Опубликовано в журнале Дружба Народов, номер 6, 2013
Михаил
Письменный. Блатное и балетное. — М.: Арт-Хаус Медиа, 2012.
Превосходен
эпиграф к этой книге:
«— А
чего ты хочешь, если тут сто лет тюрьма да балет? Блатное
и балетное — вот Россия, — прожурчала Временика».
Верх и
низ. Высокое и низкое. Вечные контрасты. Материя, из которой состоит жизнь.
Столь
же вечное противостояние материи и духа.
Книга —
вещество духа, его производная; и то, что мысли и чувства обретают плоть и
кровь в произведении искусства, материализуются — не столько закономерно,
сколько трансцендентно.
Сборник
«Блатное и балетное» Михаила Письменного увидел свет
после внезапного ухода автора из жизни. В свете этого события (для человека
творческого, творящего — трагического антисобытия)
иначе рассматриваются подробности стиля и языка; под иным ракурсом видятся
герои, сюжеты, образы, смыслы.
Проза Письменного — крепкий сплав философии, притчи,
реальности, где юмор перемешан с древним сказом, где библейские интонации
перебиваются дворовыми, подзаборными; где сама история обретает живой лик — то
иконописный и царский, полный предвечного благородства, то ухмылку урки, оскал обманщика, временщика.
Живой,
живейший стиль, который, по Бюффону, и есть человек. Сжатые, плотные фразы — из
них, из одного-двух абзацев, вырастает сразу вся жизнь: это стиль одновременно
и авангардный, и крепко, классически сбитый: «Вчера встретил Дашеньку Милисипонти. Ее стало совсем невозможно любить. Лицо опухло и ноги раскорячились, ботинки вывернулись наизнанку и
набок свесились языки. Из глаз исчезла всякая радость. «Куда ты прешь на человека, осел?» —
сказала. Теперь уже и любить некого. Состарилась всякая чистота» («Завершающий
человек»).

_КОРОТКОЕ ЗАДАНИЕ 1_
Воспроизведите из рецензии без изменений фрагмент от слов «Опубликовано в журнале» до слов «которой состоит жизнь.» включительно.
_КОРОТКОЕ ЗАДАНИЕ 2_
Ответьте по рецензии на вопросы.
(a) В каком журнале и в каком номере опубликована рецензия?
(b) После какого события вышел в свет сборник «Блатное и балетное»?
(c) На кого ссылается рецензия, называя стиль самим человеком?
Данные в этой работе не используются.

_МАТЕРИАЛ_

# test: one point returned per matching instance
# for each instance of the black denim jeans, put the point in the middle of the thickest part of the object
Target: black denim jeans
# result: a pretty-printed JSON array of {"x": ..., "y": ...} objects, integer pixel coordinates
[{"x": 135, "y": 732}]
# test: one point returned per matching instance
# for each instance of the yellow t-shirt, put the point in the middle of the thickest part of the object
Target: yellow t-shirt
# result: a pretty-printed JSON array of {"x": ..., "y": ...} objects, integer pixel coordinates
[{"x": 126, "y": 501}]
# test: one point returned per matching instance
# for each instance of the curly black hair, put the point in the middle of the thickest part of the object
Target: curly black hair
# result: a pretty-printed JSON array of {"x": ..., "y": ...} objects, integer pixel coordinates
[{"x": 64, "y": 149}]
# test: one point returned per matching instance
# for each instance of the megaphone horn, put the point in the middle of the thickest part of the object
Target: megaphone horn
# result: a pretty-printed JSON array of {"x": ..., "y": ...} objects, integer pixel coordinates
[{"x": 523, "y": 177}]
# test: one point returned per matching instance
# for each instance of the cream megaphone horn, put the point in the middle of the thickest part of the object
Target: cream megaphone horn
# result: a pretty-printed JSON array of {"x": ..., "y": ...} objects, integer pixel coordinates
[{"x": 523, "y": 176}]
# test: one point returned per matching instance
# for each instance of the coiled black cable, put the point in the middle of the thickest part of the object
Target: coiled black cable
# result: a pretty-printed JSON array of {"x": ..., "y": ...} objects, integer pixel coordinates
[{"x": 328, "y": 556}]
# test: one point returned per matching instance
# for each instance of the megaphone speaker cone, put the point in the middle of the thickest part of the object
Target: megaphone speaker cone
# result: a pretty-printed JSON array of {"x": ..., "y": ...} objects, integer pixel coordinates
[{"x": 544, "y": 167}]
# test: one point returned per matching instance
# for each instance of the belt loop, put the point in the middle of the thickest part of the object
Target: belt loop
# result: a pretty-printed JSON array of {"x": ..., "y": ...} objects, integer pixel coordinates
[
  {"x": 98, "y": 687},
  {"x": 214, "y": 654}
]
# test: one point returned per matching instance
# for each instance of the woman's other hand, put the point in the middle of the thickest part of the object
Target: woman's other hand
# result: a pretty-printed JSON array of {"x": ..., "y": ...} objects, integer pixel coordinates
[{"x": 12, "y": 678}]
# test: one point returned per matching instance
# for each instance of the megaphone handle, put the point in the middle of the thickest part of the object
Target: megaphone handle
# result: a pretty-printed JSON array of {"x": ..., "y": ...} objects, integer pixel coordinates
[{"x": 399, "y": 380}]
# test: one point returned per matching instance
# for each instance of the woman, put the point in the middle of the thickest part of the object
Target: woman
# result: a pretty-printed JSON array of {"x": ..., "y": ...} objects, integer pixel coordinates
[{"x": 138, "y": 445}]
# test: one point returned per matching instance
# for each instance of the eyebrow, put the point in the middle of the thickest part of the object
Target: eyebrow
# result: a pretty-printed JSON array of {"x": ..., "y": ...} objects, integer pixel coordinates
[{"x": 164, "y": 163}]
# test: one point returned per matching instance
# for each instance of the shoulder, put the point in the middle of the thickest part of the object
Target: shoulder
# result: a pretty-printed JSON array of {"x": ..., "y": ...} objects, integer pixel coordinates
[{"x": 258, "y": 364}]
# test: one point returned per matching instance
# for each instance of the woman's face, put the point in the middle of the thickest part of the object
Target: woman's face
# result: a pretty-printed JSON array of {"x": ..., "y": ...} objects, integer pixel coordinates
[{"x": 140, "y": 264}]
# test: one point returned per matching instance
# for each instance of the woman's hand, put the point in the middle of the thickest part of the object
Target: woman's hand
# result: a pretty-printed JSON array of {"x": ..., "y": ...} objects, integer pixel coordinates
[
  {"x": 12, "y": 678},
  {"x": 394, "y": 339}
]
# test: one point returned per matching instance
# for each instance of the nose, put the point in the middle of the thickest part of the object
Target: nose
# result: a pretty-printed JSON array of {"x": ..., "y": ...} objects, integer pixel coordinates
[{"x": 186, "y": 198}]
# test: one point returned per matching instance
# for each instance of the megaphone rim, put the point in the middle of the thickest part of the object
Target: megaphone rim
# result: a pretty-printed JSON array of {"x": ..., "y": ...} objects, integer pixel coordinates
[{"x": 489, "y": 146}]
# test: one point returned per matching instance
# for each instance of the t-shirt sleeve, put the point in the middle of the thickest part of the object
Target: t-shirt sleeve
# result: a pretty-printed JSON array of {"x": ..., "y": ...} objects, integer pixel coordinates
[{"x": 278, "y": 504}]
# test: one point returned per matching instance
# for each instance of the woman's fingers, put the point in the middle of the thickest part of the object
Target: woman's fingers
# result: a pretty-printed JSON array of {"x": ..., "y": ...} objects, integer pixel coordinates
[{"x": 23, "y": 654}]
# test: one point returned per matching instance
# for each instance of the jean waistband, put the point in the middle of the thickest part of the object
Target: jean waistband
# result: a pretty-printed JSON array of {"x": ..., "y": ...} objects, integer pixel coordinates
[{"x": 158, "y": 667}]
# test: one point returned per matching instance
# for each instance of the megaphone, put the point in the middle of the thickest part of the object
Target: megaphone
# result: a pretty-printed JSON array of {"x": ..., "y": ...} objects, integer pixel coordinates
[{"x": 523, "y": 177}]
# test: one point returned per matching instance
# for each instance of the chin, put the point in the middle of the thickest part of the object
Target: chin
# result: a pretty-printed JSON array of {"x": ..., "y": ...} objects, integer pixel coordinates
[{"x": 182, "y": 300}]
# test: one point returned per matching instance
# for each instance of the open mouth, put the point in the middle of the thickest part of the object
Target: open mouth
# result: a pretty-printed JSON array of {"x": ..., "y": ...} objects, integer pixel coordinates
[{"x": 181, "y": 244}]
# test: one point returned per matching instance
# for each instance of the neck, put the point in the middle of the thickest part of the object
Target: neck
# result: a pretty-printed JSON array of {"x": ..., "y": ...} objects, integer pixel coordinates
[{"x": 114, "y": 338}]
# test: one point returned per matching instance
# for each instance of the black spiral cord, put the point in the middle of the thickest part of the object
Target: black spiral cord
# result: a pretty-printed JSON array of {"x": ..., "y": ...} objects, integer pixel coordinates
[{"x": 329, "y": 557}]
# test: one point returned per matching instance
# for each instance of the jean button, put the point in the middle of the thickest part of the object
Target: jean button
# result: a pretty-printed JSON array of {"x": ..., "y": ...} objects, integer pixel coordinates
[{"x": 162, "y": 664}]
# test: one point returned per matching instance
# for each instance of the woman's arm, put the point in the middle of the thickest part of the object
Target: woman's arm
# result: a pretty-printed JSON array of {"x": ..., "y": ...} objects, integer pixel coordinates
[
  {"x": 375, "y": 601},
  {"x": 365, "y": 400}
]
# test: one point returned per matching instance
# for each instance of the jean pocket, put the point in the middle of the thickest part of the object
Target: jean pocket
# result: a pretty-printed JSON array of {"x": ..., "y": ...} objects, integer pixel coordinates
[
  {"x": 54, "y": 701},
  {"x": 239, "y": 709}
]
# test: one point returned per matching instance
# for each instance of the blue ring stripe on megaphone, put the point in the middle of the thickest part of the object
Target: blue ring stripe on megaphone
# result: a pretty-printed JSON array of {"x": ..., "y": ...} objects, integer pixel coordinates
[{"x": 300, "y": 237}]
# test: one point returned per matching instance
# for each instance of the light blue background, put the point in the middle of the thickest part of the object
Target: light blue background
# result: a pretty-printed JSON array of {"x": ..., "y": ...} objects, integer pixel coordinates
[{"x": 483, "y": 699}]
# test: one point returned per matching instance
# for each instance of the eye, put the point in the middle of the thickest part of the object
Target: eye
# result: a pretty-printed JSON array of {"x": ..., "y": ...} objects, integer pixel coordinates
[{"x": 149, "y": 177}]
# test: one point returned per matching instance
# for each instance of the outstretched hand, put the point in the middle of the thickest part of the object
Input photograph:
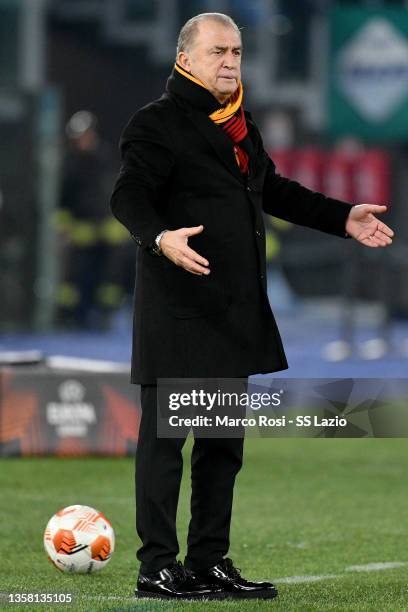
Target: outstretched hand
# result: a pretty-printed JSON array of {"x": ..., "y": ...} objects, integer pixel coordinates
[
  {"x": 174, "y": 245},
  {"x": 362, "y": 225}
]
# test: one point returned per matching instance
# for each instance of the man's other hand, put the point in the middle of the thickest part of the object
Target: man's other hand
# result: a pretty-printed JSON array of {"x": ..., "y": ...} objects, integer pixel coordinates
[
  {"x": 362, "y": 225},
  {"x": 174, "y": 245}
]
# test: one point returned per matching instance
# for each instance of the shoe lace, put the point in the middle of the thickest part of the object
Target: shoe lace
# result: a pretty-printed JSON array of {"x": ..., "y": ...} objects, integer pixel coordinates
[
  {"x": 233, "y": 572},
  {"x": 178, "y": 570}
]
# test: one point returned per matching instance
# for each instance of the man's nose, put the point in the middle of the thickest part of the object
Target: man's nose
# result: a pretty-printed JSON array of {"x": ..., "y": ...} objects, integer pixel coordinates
[{"x": 230, "y": 60}]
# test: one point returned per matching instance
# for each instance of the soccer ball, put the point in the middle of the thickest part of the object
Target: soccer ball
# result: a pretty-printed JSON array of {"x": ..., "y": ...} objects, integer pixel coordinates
[{"x": 79, "y": 539}]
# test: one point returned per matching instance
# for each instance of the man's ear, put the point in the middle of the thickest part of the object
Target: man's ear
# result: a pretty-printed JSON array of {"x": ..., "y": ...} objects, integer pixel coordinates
[{"x": 184, "y": 60}]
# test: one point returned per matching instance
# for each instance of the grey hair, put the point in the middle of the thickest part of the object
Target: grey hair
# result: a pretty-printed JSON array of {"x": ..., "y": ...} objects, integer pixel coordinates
[{"x": 190, "y": 29}]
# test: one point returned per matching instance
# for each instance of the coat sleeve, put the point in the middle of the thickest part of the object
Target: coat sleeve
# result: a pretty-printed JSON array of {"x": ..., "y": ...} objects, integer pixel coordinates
[
  {"x": 147, "y": 162},
  {"x": 291, "y": 201}
]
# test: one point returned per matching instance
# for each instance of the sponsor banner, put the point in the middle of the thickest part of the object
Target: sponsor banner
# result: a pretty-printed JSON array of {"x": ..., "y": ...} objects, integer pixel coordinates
[
  {"x": 368, "y": 73},
  {"x": 286, "y": 407},
  {"x": 67, "y": 413}
]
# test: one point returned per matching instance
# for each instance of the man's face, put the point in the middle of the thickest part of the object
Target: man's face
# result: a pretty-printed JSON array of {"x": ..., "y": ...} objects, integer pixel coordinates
[{"x": 215, "y": 58}]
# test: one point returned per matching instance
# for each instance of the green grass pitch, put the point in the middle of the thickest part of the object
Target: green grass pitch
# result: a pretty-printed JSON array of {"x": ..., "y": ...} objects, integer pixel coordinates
[{"x": 303, "y": 507}]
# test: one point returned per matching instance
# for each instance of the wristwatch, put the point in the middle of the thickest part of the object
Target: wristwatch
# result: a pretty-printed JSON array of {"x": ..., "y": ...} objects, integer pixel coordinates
[{"x": 156, "y": 245}]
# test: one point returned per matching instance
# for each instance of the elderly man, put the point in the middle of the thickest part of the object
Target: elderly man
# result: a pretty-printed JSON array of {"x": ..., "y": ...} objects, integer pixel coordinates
[{"x": 193, "y": 185}]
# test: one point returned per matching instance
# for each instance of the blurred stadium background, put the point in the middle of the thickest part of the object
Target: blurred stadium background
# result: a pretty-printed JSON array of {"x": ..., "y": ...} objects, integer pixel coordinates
[{"x": 328, "y": 84}]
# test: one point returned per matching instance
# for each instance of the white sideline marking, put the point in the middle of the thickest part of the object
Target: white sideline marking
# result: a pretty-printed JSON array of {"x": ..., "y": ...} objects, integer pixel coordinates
[
  {"x": 298, "y": 579},
  {"x": 369, "y": 567},
  {"x": 372, "y": 567}
]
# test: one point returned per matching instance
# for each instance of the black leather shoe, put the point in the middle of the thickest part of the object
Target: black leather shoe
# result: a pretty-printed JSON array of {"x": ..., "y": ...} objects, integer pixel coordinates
[
  {"x": 176, "y": 582},
  {"x": 228, "y": 577}
]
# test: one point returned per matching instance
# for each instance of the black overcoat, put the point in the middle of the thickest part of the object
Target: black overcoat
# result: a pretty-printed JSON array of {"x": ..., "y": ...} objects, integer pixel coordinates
[{"x": 179, "y": 170}]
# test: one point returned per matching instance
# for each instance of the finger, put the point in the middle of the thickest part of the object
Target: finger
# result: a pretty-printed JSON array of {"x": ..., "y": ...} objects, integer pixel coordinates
[
  {"x": 192, "y": 231},
  {"x": 192, "y": 266},
  {"x": 195, "y": 256},
  {"x": 374, "y": 241},
  {"x": 385, "y": 229},
  {"x": 368, "y": 242},
  {"x": 376, "y": 208},
  {"x": 383, "y": 238}
]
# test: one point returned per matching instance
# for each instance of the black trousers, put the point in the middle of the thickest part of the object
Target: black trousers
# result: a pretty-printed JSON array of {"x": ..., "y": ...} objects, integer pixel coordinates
[{"x": 159, "y": 464}]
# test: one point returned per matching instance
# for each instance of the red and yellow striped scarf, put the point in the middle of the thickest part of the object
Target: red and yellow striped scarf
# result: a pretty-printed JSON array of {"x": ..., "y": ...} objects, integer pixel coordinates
[{"x": 230, "y": 117}]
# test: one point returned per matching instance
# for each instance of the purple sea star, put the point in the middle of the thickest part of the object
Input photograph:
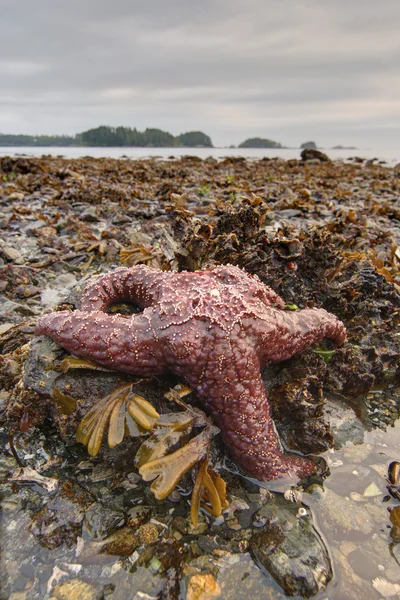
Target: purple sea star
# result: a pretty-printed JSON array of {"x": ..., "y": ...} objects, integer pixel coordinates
[{"x": 215, "y": 328}]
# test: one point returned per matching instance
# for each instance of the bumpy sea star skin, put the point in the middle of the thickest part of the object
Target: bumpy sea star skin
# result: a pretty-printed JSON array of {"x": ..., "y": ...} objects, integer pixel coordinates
[{"x": 216, "y": 329}]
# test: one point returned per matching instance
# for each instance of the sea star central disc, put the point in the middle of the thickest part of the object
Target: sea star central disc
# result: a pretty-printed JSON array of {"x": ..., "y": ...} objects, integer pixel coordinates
[{"x": 216, "y": 328}]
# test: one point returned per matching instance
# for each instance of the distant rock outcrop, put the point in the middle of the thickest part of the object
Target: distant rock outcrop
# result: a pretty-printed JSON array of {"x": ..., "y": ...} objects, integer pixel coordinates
[
  {"x": 312, "y": 154},
  {"x": 259, "y": 143},
  {"x": 309, "y": 145}
]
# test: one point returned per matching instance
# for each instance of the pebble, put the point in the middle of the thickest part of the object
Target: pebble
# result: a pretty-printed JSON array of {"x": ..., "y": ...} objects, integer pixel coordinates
[
  {"x": 101, "y": 521},
  {"x": 148, "y": 533},
  {"x": 76, "y": 589},
  {"x": 11, "y": 254},
  {"x": 203, "y": 587}
]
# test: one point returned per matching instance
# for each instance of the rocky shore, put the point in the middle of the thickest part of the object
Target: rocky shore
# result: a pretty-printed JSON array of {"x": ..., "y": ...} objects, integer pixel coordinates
[{"x": 319, "y": 233}]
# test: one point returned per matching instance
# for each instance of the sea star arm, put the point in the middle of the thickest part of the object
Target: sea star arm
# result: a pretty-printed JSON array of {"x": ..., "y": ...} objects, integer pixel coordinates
[
  {"x": 127, "y": 344},
  {"x": 286, "y": 333},
  {"x": 231, "y": 389},
  {"x": 139, "y": 285}
]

_ОТВЕТ 1_
Опубликовано в журнале Дружба Народов, номер 6, 2013
Михаил
Письменный. Блатное и балетное. — М.: Арт-Хаус Медиа, 2012.
Превосходен
эпиграф к этой книге:
«— А
чего ты хочешь, если тут сто лет тюрьма да балет? Блатное
и балетное — вот Россия, — прожурчала Временика».
Верх и
низ. Высокое и низкое. Вечные контрасты. Материя, из которой состоит жизнь.

_ОТВЕТ 2_
(a) В журнале «Дружба Народов», номер 6, 2013.
(b) После внезапного ухода автора из жизни.
(c) На Бюффона.